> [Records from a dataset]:
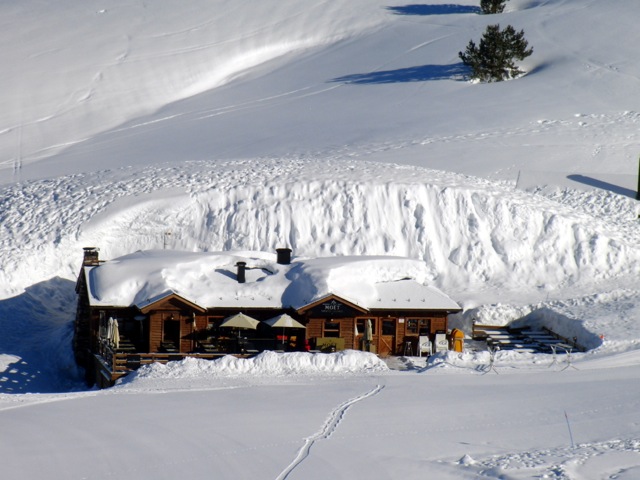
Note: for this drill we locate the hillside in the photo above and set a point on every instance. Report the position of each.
(334, 128)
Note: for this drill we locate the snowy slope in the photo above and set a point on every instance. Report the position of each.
(335, 127)
(137, 83)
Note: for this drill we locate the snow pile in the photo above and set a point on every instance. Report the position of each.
(472, 234)
(266, 364)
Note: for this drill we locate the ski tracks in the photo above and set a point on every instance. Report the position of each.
(329, 427)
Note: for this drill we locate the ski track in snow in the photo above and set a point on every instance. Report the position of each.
(326, 431)
(569, 463)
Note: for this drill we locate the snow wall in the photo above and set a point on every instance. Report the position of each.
(468, 231)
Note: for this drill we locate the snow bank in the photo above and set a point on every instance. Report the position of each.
(471, 233)
(265, 364)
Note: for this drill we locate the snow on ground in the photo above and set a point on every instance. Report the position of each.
(336, 127)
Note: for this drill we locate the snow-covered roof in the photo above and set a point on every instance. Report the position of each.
(209, 280)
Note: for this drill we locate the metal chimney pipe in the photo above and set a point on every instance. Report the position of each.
(91, 256)
(284, 256)
(240, 275)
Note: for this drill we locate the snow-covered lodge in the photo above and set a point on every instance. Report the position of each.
(164, 305)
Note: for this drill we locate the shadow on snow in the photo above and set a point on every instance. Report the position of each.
(443, 9)
(420, 73)
(35, 345)
(594, 182)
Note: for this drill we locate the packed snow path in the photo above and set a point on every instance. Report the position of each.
(327, 430)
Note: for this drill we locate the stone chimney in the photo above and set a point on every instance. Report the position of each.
(91, 256)
(284, 256)
(242, 266)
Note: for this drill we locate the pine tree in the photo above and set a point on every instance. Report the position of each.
(492, 6)
(493, 60)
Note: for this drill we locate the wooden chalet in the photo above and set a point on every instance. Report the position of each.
(159, 306)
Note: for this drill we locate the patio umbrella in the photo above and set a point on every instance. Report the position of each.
(284, 321)
(240, 320)
(114, 333)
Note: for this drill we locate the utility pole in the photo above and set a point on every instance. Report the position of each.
(638, 191)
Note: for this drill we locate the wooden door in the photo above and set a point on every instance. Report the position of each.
(387, 339)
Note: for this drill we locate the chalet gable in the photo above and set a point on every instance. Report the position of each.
(168, 300)
(331, 305)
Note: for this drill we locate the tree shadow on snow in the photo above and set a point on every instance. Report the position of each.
(594, 182)
(443, 9)
(420, 73)
(35, 345)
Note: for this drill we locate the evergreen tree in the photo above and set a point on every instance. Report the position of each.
(492, 6)
(493, 60)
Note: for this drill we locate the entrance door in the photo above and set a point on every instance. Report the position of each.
(386, 345)
(171, 336)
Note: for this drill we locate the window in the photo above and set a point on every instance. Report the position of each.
(389, 327)
(417, 326)
(412, 326)
(331, 328)
(362, 324)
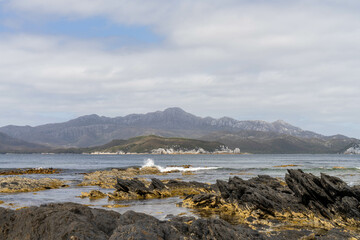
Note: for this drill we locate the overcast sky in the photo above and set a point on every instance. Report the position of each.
(298, 61)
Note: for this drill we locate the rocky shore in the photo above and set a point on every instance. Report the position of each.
(30, 171)
(21, 184)
(301, 206)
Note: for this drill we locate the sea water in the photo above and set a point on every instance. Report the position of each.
(206, 168)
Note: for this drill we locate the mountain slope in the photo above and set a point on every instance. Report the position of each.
(145, 144)
(93, 130)
(12, 145)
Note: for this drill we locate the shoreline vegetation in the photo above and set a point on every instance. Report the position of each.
(300, 206)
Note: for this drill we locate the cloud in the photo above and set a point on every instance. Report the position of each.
(294, 60)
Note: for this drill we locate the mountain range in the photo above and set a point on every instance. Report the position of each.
(249, 136)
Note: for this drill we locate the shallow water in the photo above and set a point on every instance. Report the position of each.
(207, 168)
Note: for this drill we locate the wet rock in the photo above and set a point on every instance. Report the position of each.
(127, 189)
(108, 178)
(74, 221)
(302, 201)
(156, 184)
(20, 184)
(93, 194)
(30, 171)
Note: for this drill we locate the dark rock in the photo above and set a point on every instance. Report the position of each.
(133, 185)
(156, 184)
(74, 221)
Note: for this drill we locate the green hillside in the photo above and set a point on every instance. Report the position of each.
(145, 144)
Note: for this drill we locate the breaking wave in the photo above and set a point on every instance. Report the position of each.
(150, 163)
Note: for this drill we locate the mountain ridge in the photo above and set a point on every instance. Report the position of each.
(94, 130)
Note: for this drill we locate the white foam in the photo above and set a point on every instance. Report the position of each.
(150, 163)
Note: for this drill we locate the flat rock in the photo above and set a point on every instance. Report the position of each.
(21, 184)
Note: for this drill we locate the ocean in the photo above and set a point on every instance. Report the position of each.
(206, 168)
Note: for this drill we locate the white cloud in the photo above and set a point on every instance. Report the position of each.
(245, 59)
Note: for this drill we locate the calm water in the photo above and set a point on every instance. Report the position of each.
(207, 168)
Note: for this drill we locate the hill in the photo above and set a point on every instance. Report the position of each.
(12, 145)
(251, 136)
(145, 144)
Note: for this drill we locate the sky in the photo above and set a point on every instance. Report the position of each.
(298, 61)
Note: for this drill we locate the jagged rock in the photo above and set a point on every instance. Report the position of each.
(156, 184)
(20, 184)
(127, 189)
(75, 221)
(93, 194)
(302, 201)
(30, 171)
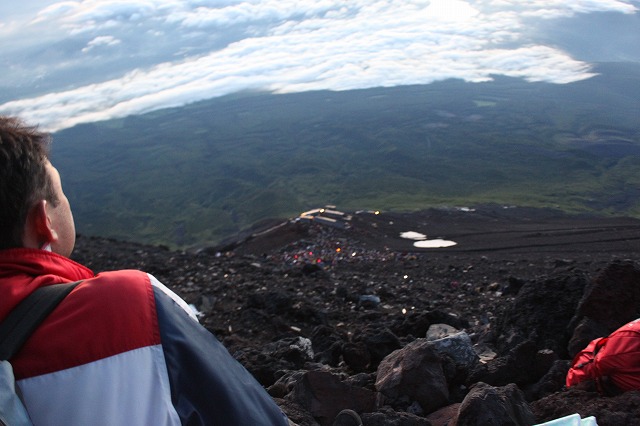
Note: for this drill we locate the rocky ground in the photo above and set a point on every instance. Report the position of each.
(293, 298)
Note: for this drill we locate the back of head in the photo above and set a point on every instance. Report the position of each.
(23, 177)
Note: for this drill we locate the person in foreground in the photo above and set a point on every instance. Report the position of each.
(121, 349)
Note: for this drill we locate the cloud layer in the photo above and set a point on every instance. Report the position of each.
(83, 61)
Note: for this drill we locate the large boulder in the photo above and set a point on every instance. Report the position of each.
(611, 300)
(541, 312)
(488, 405)
(413, 374)
(324, 395)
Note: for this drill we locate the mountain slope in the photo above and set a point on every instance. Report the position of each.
(199, 173)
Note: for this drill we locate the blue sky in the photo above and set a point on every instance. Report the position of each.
(68, 62)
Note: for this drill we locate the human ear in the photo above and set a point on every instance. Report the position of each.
(42, 224)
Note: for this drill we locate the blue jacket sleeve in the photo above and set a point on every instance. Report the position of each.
(208, 386)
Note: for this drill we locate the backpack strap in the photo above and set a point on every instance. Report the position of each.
(25, 318)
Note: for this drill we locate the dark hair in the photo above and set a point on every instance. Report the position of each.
(24, 153)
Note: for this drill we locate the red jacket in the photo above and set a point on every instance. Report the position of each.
(123, 349)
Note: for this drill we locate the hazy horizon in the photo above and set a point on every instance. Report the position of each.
(68, 62)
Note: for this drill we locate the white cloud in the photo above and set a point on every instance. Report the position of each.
(288, 46)
(101, 41)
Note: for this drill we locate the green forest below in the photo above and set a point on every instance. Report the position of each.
(197, 174)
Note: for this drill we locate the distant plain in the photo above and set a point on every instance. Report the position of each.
(195, 175)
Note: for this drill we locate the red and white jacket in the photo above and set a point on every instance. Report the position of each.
(122, 349)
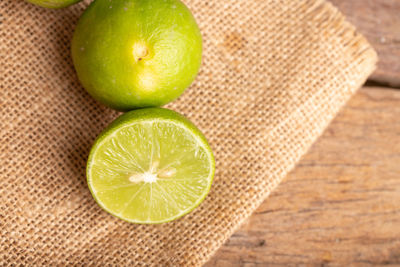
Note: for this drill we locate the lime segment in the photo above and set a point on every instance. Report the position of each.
(150, 166)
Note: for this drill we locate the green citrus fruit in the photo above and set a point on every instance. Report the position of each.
(53, 3)
(136, 53)
(150, 166)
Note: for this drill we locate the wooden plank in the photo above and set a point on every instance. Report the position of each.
(341, 204)
(379, 21)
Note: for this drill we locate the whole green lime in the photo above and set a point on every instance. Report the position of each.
(53, 3)
(136, 53)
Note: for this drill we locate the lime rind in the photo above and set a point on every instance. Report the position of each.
(139, 117)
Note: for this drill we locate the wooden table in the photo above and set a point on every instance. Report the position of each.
(341, 205)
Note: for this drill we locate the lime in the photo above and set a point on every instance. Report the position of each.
(150, 166)
(136, 53)
(53, 3)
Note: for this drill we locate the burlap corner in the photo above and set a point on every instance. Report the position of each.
(274, 74)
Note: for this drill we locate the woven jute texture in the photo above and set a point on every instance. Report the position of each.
(274, 73)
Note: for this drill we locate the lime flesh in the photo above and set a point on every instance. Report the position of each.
(130, 54)
(150, 166)
(53, 3)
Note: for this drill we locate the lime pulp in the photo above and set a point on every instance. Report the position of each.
(150, 166)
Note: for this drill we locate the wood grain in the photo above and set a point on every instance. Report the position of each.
(379, 21)
(341, 205)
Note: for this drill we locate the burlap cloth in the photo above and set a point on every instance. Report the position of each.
(274, 74)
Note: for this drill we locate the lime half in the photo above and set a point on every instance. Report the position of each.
(150, 166)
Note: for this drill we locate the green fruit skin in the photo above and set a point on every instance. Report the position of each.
(53, 3)
(147, 114)
(103, 51)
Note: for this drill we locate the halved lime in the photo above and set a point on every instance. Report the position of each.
(150, 166)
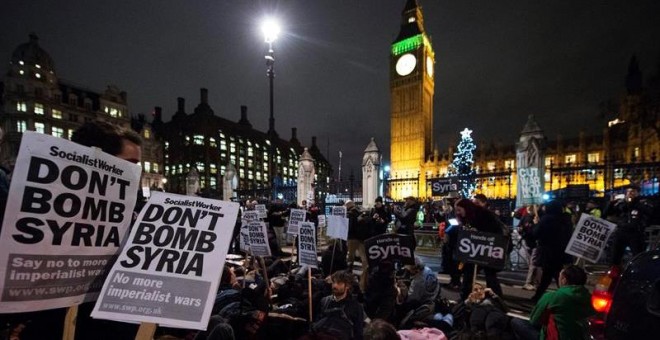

> [WHAT THIS TASK INVOLVES]: List every line of the material above that contains the word "jacket", treating uppercase and lowercase as distinct.

> [FINISHED EXERCISE]:
Note: for this drill we locate the blue jacket sleeve in the photo above and set a point on every instance. Report the position of each.
Note: for this drill we locate the red jacket in the photo above and set a point on every instance. Report the position of each.
Note: for this drill we locate the red and white jacket in the photo above and set a point on every instance. Report the position of each.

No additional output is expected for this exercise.